TASK DESCRIPTION — Copy the whole listing below line for line, changing nothing.

Data taken from a collection
=====

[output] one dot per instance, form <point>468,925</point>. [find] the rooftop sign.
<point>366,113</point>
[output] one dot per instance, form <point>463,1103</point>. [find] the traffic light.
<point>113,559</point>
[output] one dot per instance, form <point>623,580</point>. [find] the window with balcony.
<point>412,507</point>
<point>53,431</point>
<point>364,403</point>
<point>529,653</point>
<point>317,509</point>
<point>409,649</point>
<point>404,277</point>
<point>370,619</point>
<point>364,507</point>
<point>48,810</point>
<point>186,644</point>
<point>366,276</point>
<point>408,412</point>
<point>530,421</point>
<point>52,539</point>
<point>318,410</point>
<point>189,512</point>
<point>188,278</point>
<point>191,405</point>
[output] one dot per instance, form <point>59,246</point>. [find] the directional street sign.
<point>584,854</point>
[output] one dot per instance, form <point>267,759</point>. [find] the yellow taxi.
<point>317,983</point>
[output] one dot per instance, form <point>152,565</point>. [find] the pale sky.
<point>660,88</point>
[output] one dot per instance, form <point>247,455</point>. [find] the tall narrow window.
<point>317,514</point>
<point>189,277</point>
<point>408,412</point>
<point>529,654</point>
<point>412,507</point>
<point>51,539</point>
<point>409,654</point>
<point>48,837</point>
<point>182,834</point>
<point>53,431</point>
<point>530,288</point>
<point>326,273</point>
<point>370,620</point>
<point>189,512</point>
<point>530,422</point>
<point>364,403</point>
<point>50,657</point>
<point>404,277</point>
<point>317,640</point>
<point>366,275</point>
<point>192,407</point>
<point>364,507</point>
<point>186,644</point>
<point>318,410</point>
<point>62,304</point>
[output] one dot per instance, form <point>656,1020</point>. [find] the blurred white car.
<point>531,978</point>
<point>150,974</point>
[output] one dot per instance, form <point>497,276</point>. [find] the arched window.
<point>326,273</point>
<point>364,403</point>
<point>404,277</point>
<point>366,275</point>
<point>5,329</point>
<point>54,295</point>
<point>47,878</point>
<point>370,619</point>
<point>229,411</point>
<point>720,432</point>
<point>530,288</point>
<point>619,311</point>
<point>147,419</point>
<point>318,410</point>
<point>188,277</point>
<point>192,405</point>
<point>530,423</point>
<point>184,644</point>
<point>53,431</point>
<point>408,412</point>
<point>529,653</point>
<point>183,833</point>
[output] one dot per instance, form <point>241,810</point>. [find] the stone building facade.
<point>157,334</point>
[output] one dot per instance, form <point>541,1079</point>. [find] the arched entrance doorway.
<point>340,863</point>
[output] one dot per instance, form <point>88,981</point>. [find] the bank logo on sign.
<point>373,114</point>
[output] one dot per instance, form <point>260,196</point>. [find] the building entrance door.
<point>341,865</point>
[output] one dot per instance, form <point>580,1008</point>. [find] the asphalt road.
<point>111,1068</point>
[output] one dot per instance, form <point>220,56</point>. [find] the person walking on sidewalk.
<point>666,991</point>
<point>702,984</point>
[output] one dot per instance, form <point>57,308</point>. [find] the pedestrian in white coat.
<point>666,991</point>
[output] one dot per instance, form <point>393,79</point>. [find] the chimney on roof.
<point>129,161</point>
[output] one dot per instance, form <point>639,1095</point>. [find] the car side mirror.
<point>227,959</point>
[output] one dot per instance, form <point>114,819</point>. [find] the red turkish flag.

=====

FULL ANSWER —
[output] one dot per instance, form <point>468,925</point>. [find] the rooftop sign.
<point>366,113</point>
[output] one dot per instance, form <point>463,1103</point>. [find] the traffic light.
<point>113,559</point>
[output] one dot per instance, form <point>623,580</point>. [find] the window with balcony.
<point>412,507</point>
<point>53,431</point>
<point>364,403</point>
<point>529,653</point>
<point>317,509</point>
<point>409,649</point>
<point>404,277</point>
<point>370,619</point>
<point>364,507</point>
<point>48,810</point>
<point>186,644</point>
<point>366,276</point>
<point>408,412</point>
<point>530,421</point>
<point>52,539</point>
<point>318,410</point>
<point>189,512</point>
<point>188,278</point>
<point>191,405</point>
[output] one dot per instance, form <point>59,246</point>. [find] the directional street sign.
<point>584,854</point>
[output] one dot per instance, form <point>267,759</point>. [find] the yellow taxi.
<point>317,983</point>
[output] one dot per instance, form <point>152,565</point>. [find] the pale sky.
<point>660,88</point>
[output] one dot per instance, form <point>247,455</point>. [find] the tall narrow window.
<point>317,514</point>
<point>189,277</point>
<point>408,412</point>
<point>529,654</point>
<point>412,507</point>
<point>51,539</point>
<point>409,654</point>
<point>48,837</point>
<point>182,834</point>
<point>53,431</point>
<point>530,288</point>
<point>326,273</point>
<point>370,620</point>
<point>189,512</point>
<point>530,422</point>
<point>364,403</point>
<point>50,657</point>
<point>404,277</point>
<point>317,640</point>
<point>366,275</point>
<point>192,407</point>
<point>364,507</point>
<point>186,644</point>
<point>318,410</point>
<point>62,304</point>
[output] one dot per instance, form <point>656,1020</point>. [find] the blurred white car.
<point>531,978</point>
<point>150,974</point>
[output] one dot per instance, form <point>497,276</point>. [find] the arched window.
<point>326,273</point>
<point>364,403</point>
<point>404,277</point>
<point>366,275</point>
<point>5,329</point>
<point>54,295</point>
<point>47,878</point>
<point>370,619</point>
<point>229,411</point>
<point>720,432</point>
<point>530,288</point>
<point>619,311</point>
<point>147,419</point>
<point>318,410</point>
<point>188,277</point>
<point>192,405</point>
<point>530,423</point>
<point>184,644</point>
<point>53,431</point>
<point>408,412</point>
<point>529,653</point>
<point>183,833</point>
[output] one dot per instance, form <point>241,810</point>. [find] the stone building facade.
<point>157,334</point>
[output] one dot per instance, form <point>541,1079</point>. [find] the arched entrance doorway.
<point>340,863</point>
[output] one dot per instance, form <point>88,981</point>. [find] the bank logo on sign.
<point>373,114</point>
[output] one dot per instance, form <point>260,196</point>. [find] the building entrance door.
<point>341,865</point>
[output] one dot per instance, form <point>580,1008</point>. [find] the asphalt road.
<point>111,1068</point>
[output] one dot per instance, form <point>220,56</point>. [find] the person walking on sidewalk.
<point>666,991</point>
<point>702,984</point>
[output] one dot per instance, form <point>57,308</point>. [find] the pedestrian in white coat.
<point>666,991</point>
[output] one dot per instance, form <point>393,79</point>. [find] the chimney on roof.
<point>129,161</point>
[output] one dot per instance, form <point>639,1095</point>. [find] the car side mirror.
<point>227,959</point>
[output] one dot per instance, form <point>114,819</point>. [find] the red turkish flag.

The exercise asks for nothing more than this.